§ PROBLEM DESCRIPTION
Copy every line of the data below verbatim, but leave the picture out of your output.

(Raw records)
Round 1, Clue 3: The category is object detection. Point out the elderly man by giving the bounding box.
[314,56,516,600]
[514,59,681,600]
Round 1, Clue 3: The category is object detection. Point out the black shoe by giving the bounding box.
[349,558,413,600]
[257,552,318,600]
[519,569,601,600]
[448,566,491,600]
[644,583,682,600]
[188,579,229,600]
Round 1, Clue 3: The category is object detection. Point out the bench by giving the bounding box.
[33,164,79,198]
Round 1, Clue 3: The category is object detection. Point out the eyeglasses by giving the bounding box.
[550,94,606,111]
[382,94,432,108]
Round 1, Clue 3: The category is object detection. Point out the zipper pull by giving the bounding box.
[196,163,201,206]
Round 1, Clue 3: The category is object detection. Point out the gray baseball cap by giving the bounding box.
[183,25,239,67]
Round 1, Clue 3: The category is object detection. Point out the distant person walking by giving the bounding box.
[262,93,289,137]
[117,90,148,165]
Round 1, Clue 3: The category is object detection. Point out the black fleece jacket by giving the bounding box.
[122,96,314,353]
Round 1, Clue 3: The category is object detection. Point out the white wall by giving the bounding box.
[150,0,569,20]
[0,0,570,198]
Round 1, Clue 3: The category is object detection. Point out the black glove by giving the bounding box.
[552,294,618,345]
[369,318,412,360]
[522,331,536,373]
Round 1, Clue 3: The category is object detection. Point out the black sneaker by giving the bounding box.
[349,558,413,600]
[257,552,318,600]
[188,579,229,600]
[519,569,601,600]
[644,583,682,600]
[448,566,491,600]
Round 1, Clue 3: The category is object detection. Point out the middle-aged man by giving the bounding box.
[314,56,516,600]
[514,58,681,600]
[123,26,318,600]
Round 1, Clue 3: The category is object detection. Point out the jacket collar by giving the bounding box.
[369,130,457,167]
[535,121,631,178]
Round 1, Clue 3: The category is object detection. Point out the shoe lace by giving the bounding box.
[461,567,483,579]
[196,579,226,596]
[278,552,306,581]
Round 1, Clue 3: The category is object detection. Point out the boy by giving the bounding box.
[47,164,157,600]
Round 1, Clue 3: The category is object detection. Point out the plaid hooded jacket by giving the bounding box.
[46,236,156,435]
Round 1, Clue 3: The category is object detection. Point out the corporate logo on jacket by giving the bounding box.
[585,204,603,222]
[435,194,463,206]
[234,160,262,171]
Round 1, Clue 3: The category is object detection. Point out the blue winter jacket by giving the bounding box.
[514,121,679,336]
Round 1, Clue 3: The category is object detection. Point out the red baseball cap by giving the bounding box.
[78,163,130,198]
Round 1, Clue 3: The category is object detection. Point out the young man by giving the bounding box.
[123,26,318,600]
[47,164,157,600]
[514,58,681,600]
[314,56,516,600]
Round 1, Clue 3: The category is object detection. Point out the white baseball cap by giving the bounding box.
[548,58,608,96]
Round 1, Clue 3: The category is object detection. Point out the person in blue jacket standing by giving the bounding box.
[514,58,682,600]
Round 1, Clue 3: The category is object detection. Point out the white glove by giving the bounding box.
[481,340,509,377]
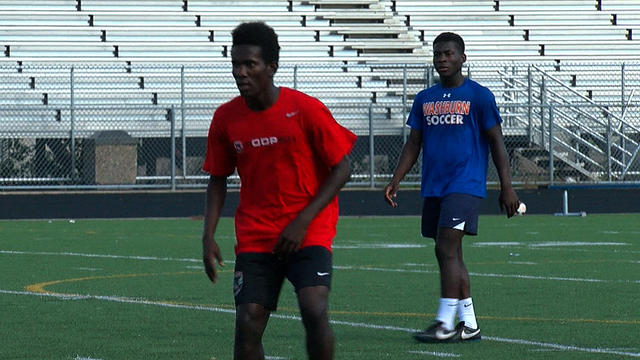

§ RIGHT ANSWER
Round 1, Clue 3: The category is object detection. Point out the elderly man by giving the bounding box.
[314,56,516,600]
[514,59,681,600]
Round 1, Clue 3: The category is object detection. Point out the black shoe by giving the bounding box.
[349,558,413,600]
[257,552,318,600]
[519,569,601,600]
[448,566,491,600]
[644,583,682,600]
[188,579,229,600]
Round 1, Clue 3: The category is object detection. Point out the bench by giving the bounding box.
[33,164,79,198]
Round 1, Clue 3: The category is object detection. Point out the eyeglasses by giving the bounding box.
[550,94,606,111]
[382,94,432,108]
Round 1, Clue 3: The category is object detection. Point out the zipper pull by giving the bounding box.
[196,163,201,206]
Round 1, Clue 3: The category is object detection. Point out the gray baseball cap by giving the bounding box.
[183,25,239,67]
Round 1, Clue 3: The category is object detection. Point out the distant person walking by giving the bounding box.
[262,93,289,137]
[117,90,148,165]
Round 1, Clue 3: The category is object detection. Point out the black fleece jacket by giving the bounding box.
[122,96,314,353]
Round 1, Clue 3: The category is object detection. Point out the white wall by giving the bounding box.
[150,0,569,20]
[0,0,570,198]
Round 1, Clue 3: The category is object detection. Point out the black glove by giving the bounding box.
[552,294,618,345]
[369,318,412,360]
[522,331,536,373]
Round 1, Clue 3: The category is object detection. Point out the black sneaker by giving the bounding box.
[349,558,413,600]
[257,552,318,600]
[188,579,229,600]
[519,569,601,600]
[644,583,682,600]
[448,566,491,600]
Round 1, Clue 3: The category is object detection. Point out the middle-aged man by giving the bounding box.
[314,56,516,600]
[514,58,681,600]
[123,26,318,600]
Round 1, Clue 3: The category is object detection. Point out the jacket collar by giving the bounding box.
[369,130,457,167]
[535,121,631,178]
Round 1, Clue 3: The category is object detection. Point out the shoe lace by giving the bounding box.
[461,567,483,579]
[196,579,226,596]
[278,552,306,581]
Round 1, Clue 3: The category is object detection. Point out the boy by giving the bounding box.
[47,164,157,600]
Round 1, Clue 3: The category is object detection. Point out the plaid hooded jacket by giving the bounding box.
[46,236,156,435]
Round 1, Clue 3: The category is object detection. Point out the corporate logo on jacket by giving the bounding box.
[585,204,603,222]
[435,194,463,206]
[234,160,262,171]
Round 1, Clue 3: The category is object detection. Point out the blue winter jacket by giving the bounding box.
[514,121,679,336]
Round 1, Clue 3: The category is object detection. Point out the red baseball cap by giving the bounding box.
[78,163,130,198]
Round 1, Clue 3: The category is object detection. Point out the young man by giving the bounding box.
[123,26,318,600]
[47,164,157,600]
[514,58,681,600]
[314,56,516,600]
Round 1, Clue 3: The category is object detection. Point out the white baseball cap by giving the bounding box.
[548,58,608,96]
Round 1, Clue 3: The category is object detection. Point out the person in blue jacket standing by giving the bounding box.
[514,58,682,600]
Round 1, Clue 3: The category is object detection. Point out the white glove by giving the bounding box.
[481,340,509,377]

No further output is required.